- [CONSIGNE]: Prolongez l'entretien avec Denis Montebello au sujet de son grand-père Giulio, en enchaînant sur la dernière question posée.

- [TEXTE DE LA PAGE]:
::::::::::
Giulio Montebello est au cœur de ce récit de son petit-fils, Denis, qui va chercher les mots et les saveurs de l’enfance dans la forêt des Vosges où ils marchaient « tous les deux comme trois frères ». Un grand-père cimentier-carreleur, venu du Piémont, qui troqua son prénom italien pour celui de Jules.

L’Actualité. – Est-ce une archéologie de la famille, avec pour dépôts sédimentaires des mots ?
Denis Montebello. – Archéologie, c’est le mot, une trace parmi d’autres, par exemple les cyclamens de Naples qui fleurissent à l’orée de l’automne et au début de ce livre. Je ne les cueille pas, je les regarde comme autant de symptômes ; je les lis, ce qui est une autre façon de cueillir ; j’accueille la merveille. Mais c’est aussi mettre ses pas dans des vestiges, ses mots. Inventer, comme on dit de l’archéologue qui découvre (par hasard, par le truchement de l’agriculteur qui retournait au même moment la terre) le cratère de Vix. Moi aussi j’invente : je découvre, non pas des secrets de famille (ils sont trop bien cachés), mais que la mémoire travaille. Que c’est elle qui écrit cette « belle page de terre », pour citer un archéologue de mes amis citant Bernard Noël. Je découvre aussi ce que les archéologues appellent matière noire, par quoi ils désignent ces âges obscurs d’avant l’histoire ; et tout ce qui échappe à l’histoire. La matière noire, pour moi, c’est la mélancolie, celle de mon grand-père Giulio. J’en cherche la cause. Et la seule certitude que je retire de cette enquête où les indices sont tellement rares, tellement difficiles à interpréter, c’est que cette mélancolie fait partie de mon héritage, que c’est ce que cet homme des bois, ce que l’ours (comme on le surnommait gentiment dans la famille) m’a transmis.

Les textes pivotent sur des expressions populaires ou venant d’autres langues. Est-ce parce que ça sonne bien ?
::::::::::
[Extrait du jeu de données]
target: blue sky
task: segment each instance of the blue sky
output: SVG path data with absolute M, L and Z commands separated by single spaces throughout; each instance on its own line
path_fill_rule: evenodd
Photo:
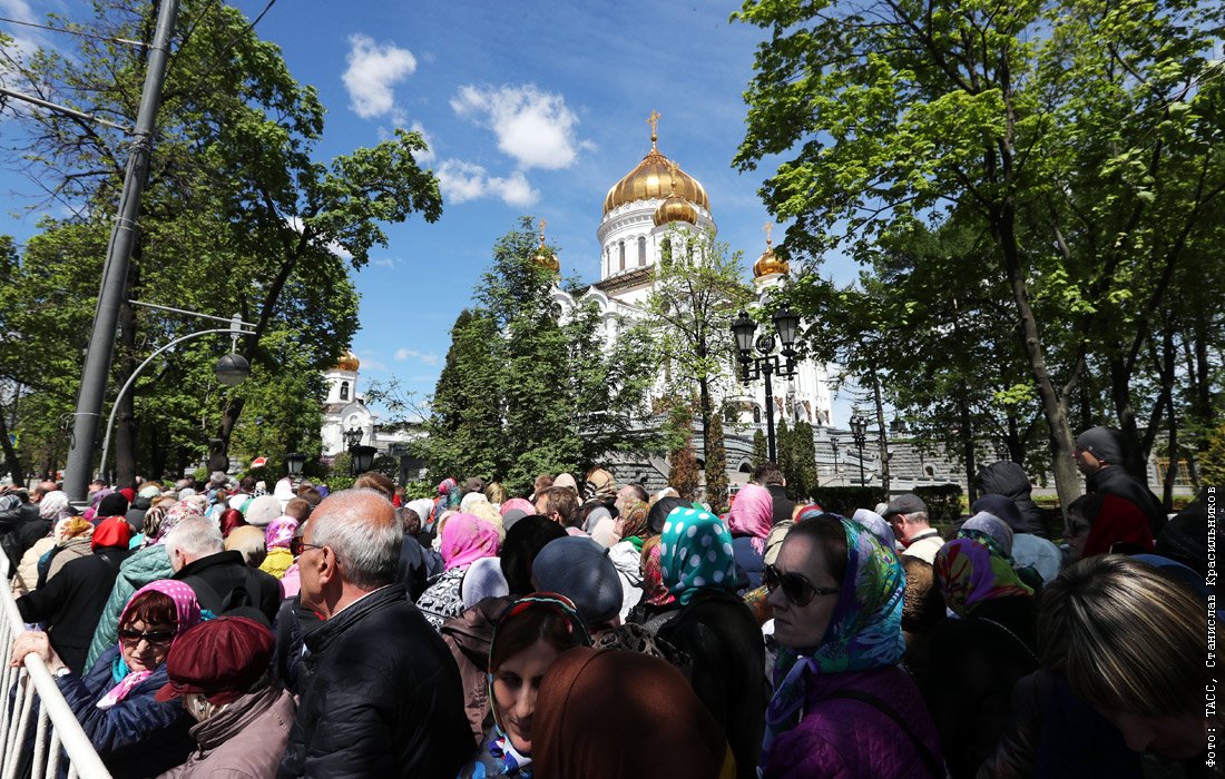
M 249 17 L 263 0 L 239 0 Z M 772 170 L 740 174 L 742 92 L 762 31 L 728 21 L 737 5 L 692 2 L 322 2 L 281 0 L 257 31 L 282 47 L 294 76 L 328 109 L 318 157 L 377 143 L 397 126 L 425 132 L 426 164 L 443 181 L 443 216 L 387 227 L 386 250 L 355 274 L 361 375 L 434 390 L 450 327 L 469 305 L 494 241 L 521 214 L 548 220 L 562 272 L 599 278 L 604 195 L 659 147 L 707 189 L 720 240 L 745 252 L 746 273 L 769 220 L 757 189 Z M 0 16 L 48 11 L 88 21 L 82 1 L 0 0 Z M 54 33 L 9 33 L 62 43 Z M 40 37 L 48 36 L 48 37 Z M 2 125 L 0 125 L 2 131 Z M 13 218 L 32 185 L 0 173 L 0 231 L 28 235 L 37 214 Z M 829 263 L 849 279 L 855 268 Z M 844 403 L 835 403 L 835 420 Z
::::::::::
- [RÉPONSE FINALE]:
Je ne sais pas si ça sonne bien, mais ça résonne. Longtemps après. C’est comme une rumeur qui nous parvient de ces âges, comme si le français était travaillé par d’autres langues, par la langue de l’autre, celle qu’on n’a jamais apprise et qu’on n’en finit pas de traduire. Cette langue, c’est moins l’italien que le piemontèis, ce bel parlé que Dante excluait justement de la famille, parce que trop proche de celles d’oltralpe. L’italien, mon grand-père l’avait appris à l’école, et il ne le parlait jamais. Qu’à sa mère quand il lui écrivait de France. Voilà le lac d’Orta, l’île de San Giulio, le paradis dont l’image me poursuivait jusque dans ma forêt. Où nous allions lui et moi : tous les deux comme trois frères. Où je devenais (une sorte d’adoubement) son camarade sandicaire. Cela fait notre français étrange, mais c’est également le mot comme l’enfant l’entend la première fois. Il le reçoit comme il reçoit son nom : comme un signe vide. Il le remotive. Ce mot qu’il entend et qu’il n’entend pas. Il lui donne un sens qui n’est pas le sien. Et c’est très bon pour la littérature. Le paradis, c’est aussi bien la forêt, la grande forêt où l’enfant est comme dans son jardin. Un jardin où le mot ressemble à la chose. Après, il faut apprendre à parler, apprendre l’exil. Les linguistes appellent cela l’arbitraire du signe. Cela nous éloigne un peu du sujet.

La nourriture est très présente, des gnocchi à la "tétine de bœuf". Y a-t-il un glissement entre la rubrique "saveurs" de L’Actualité et ce récit ?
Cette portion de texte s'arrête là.